### SUPPLIED PASSAGE
On April 1, 2002, the Company settled its litigation with Microsoft. In
conjunction with the settlement, the Company executed a two-year promissory note
with Microsoft for approximately $240,000 bearing interest at the prime rate and
with a maturity date of May 2004. The note is payable in monthly payments of
$10,000 plus accrued interest. As of June 1, 2003 the outstanding balance on the
note was approximately $110,000.

As of April 30, 2003, the Company had working capital of approximately $4.2
million and cash on hand of approximately $561,000 compared to working capital
of approximately $3.9 million and cash on hand of approximately $751,323 as of
October 31, 2002. The increase in working capital is due the collection of
receivables, reduction of inventory and recognition of deferred contract
revenues and costs. The Company believes the bank facility, together with cash
on hand, and projected cash generated from operations will provide sufficient
financial resources to finance the current operations of the Company through
fiscal 2003.

From time to time, the Company may pursue strategic acquisitions or mergers,
which may require significant additional capital, and additional capital may be
required to satisfy unusual or infrequent expenses. In such event, the Company
may seek additional financing of debt and/or equity.

16


OFF-BALANCE SHEET ARRANGEMENTS

Contractual Obligations and Commercial Commitments

The Company's significant contractual obligations as of April 30, 2003 are for
debt and operating leases. Debt by year of maturity and future rental payments
under operating lease agreements are presented below. As of April 30, 2003, the
Company does not have an outstanding balance on its line of credit and does not
have any purchase obligations. The Company has not engaged in off-balance sheet
financing, commodity contract trading or significant related party transactions.

[Records held in a dataset]
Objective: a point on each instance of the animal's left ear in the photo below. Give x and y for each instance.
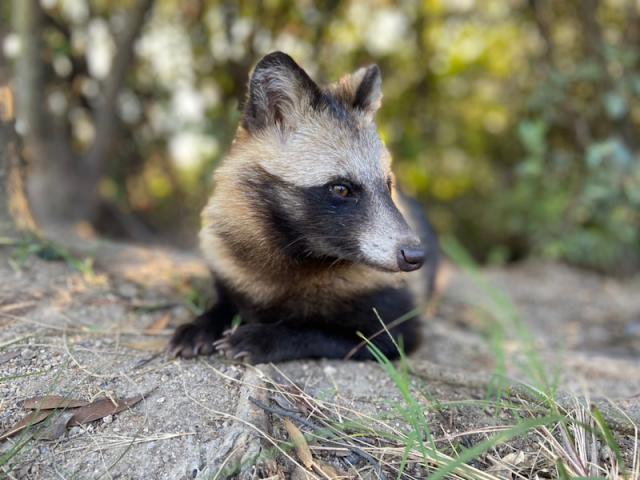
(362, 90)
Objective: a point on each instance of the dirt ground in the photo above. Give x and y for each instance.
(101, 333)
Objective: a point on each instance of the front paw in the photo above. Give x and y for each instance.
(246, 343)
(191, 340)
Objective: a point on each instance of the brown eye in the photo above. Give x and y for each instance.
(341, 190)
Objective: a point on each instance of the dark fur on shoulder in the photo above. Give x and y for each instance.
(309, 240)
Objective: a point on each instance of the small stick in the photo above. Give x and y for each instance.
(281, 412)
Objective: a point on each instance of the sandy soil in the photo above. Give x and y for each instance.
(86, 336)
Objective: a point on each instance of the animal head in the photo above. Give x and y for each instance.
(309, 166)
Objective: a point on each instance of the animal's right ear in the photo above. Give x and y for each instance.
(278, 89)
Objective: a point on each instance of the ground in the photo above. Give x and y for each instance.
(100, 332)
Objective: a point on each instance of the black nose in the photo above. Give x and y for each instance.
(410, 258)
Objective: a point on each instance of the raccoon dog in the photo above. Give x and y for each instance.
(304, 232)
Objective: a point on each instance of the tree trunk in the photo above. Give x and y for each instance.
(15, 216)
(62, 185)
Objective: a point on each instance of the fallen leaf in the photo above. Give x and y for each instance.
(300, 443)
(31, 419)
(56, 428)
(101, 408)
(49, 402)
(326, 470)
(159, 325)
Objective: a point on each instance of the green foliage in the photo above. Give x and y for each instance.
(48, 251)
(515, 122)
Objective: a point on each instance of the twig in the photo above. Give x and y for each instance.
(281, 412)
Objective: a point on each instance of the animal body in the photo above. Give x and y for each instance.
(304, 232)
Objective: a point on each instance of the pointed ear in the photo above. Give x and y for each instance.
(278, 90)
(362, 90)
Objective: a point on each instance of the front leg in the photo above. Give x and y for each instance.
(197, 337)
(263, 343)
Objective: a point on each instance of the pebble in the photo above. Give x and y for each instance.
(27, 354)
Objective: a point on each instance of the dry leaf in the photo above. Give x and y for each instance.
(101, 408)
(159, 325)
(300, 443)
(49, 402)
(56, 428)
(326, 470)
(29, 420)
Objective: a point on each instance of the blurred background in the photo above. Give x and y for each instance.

### REQUIREMENT 1
Lay out the lines of the listing, from the line containing "Objective: a point on each instance of the front leg" through the end of the listing, inclusive, as a JSON list of strings with one string per line. Omit any blank lines.
### REQUIREMENT 2
Proceed with the passage on the company's liquidity and contractual obligations, continuing after its last sentence.

### EXERCISE ANSWER 1
[
  "Objective: a point on each instance of the front leg in the photo above. Give x and y for each instance.",
  "(197, 337)",
  "(263, 343)",
  "Objective: a point on each instance of the pebble in the photo above. Give x and y for each instance.",
  "(27, 354)",
  "Objective: a point on each instance of the dry leaf in the photo above. Give x and y for each instance.",
  "(101, 408)",
  "(159, 325)",
  "(300, 443)",
  "(49, 402)",
  "(56, 428)",
  "(326, 470)",
  "(29, 420)",
  "Objective: a point on each instance of the blurred background in the photo above. Give x and y for each instance."
]

### EXERCISE ANSWER 2
- ----------------------------------- ------------------------------------------------------------------------------
Contractual Obligations Payments Due by Period

- ----------------------------------- ------------------------------------------------------------------------------
Total Less than 1 1-3 years 4-5 years After 5
year years
- ----------------------------------- ----------------- ---------------- --------------- ------------- -------------

Notes payable - current $ 253,899 $ 253,899 - - -
- ----------------------------------- ----------------- ---------------- --------------- ------------- -------------
Notes payable - long term $ 31,139 - $ 19,353 $11,786 -
- ----------------------------------- ----------------- ---------------- --------------- ------------- -------------
Operating lease $ 707,977 $ 433,316 $ 274,661 - -
- ----------------------------------- ----------------- ---------------- --------------- ------------- -------------


The Company will receive $109,317 in aggregate sublease income through the
remainder of fiscal 2003.

Management believes that these commitments will be satisfied with current
operating cash flow.


ITEM 3. QUANTITATIVE AND QUALITATIVE DISCLOSURES ABOUT MARKET RISK

The Company is exposed to market risk related to fluctuations in interest rates
on its debt. Increase in prevailing interest rates could increase the Company's
interest payment obligations relating to variable rate debt. For example, a 100
basis point increase in interest rates would increase annual interest expense by
$38,000.

ITEM 4. CONTROLS AND PROCEDURES

Within the 90 days prior to the date of this report, the Company carried out an
evaluation, under the supervision and with the participation of the Company's
management, including the Company's Chief Executive Officer and Chief Financial
Officer, of the effectiveness of the design and operation of the Company's
disclosure controls and procedures pursuant to Exchange Act Rule 13a-14. Based
upon that evaluation, the Chief Executive Officer and Chief Financial Officer
concluded that the Company's disclosure controls and procedures are effective.
There were no significant changes in the Company's internal controls or in other
factors that could significantly affect these controls subsequent to the date of
their evaluation.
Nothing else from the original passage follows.